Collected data
***
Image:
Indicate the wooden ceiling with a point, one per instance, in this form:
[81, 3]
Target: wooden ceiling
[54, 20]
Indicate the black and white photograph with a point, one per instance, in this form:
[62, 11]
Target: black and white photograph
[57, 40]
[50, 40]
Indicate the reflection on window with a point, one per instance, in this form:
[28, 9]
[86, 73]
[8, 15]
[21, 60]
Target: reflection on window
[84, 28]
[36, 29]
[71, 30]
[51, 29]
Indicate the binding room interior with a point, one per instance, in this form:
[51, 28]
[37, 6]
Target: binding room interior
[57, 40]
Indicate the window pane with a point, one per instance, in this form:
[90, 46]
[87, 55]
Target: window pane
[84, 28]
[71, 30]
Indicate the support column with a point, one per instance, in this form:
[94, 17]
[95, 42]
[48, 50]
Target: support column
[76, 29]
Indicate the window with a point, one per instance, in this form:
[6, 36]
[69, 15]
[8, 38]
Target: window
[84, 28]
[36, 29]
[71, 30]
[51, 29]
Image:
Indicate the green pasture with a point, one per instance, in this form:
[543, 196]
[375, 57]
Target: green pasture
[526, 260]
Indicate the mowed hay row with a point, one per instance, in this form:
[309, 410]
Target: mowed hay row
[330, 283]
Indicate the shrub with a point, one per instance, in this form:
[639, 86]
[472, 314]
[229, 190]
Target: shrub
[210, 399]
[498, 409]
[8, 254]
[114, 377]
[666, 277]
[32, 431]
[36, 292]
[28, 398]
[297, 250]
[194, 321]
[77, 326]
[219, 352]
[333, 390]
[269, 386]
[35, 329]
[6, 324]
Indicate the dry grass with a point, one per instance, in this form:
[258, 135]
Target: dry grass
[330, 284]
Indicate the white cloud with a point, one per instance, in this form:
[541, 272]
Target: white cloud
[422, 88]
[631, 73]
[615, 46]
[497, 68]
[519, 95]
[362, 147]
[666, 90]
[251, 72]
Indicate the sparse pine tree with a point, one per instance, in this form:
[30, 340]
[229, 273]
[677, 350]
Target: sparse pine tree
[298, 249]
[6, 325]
***
GOAL → Please give back all of the records exactly as written.

RESULT OF THIS EXERCISE →
Image:
Indicate the wooden ceiling with a point, one per instance, in this form:
[81, 3]
Target: wooden ceiling
[54, 20]
Indicate the black and white photograph with a point, one per instance, in this form:
[62, 11]
Target: black and white photograph
[57, 40]
[50, 40]
Indicate the reflection on window with a point, one per instance, in this form:
[28, 9]
[86, 73]
[8, 15]
[21, 60]
Target: reflection on window
[84, 28]
[36, 29]
[71, 30]
[51, 29]
Indicate the binding room interior with a point, one per instance, in this form:
[51, 28]
[37, 6]
Target: binding room interior
[57, 40]
Indicate the window pane with a point, one per instance, in this form:
[90, 46]
[87, 55]
Target: window pane
[84, 28]
[71, 30]
Indicate the support column with a point, one per instance, in this form:
[94, 17]
[95, 42]
[48, 50]
Target: support column
[76, 29]
Indicate the window with a point, one per instance, in this form:
[6, 36]
[69, 15]
[8, 38]
Target: window
[84, 28]
[36, 29]
[71, 30]
[51, 29]
Image:
Indicate the green pasture with a point, one per instance, in this form:
[543, 196]
[375, 57]
Target: green pasture
[526, 260]
Indicate the mowed hay row with a point, one per instance, in this form:
[309, 410]
Target: mowed hay row
[330, 283]
Indicate the shrub with a point, one per instance, in this form:
[639, 86]
[472, 314]
[229, 190]
Target: shrub
[210, 399]
[498, 409]
[8, 254]
[114, 377]
[666, 277]
[32, 431]
[36, 292]
[28, 398]
[297, 250]
[194, 321]
[77, 326]
[219, 352]
[333, 390]
[269, 386]
[35, 329]
[6, 324]
Indicate the dry grass with a point, one per instance, in this form:
[258, 135]
Target: dry grass
[330, 284]
Indicate the white cloud with a point, one per instance, in this form:
[541, 272]
Target: white cloud
[422, 88]
[631, 73]
[615, 46]
[497, 68]
[519, 95]
[362, 147]
[666, 90]
[251, 72]
Indicate the sparse pine tree with a point, one per instance, in this form:
[30, 340]
[229, 273]
[677, 350]
Target: sparse pine tree
[298, 249]
[6, 325]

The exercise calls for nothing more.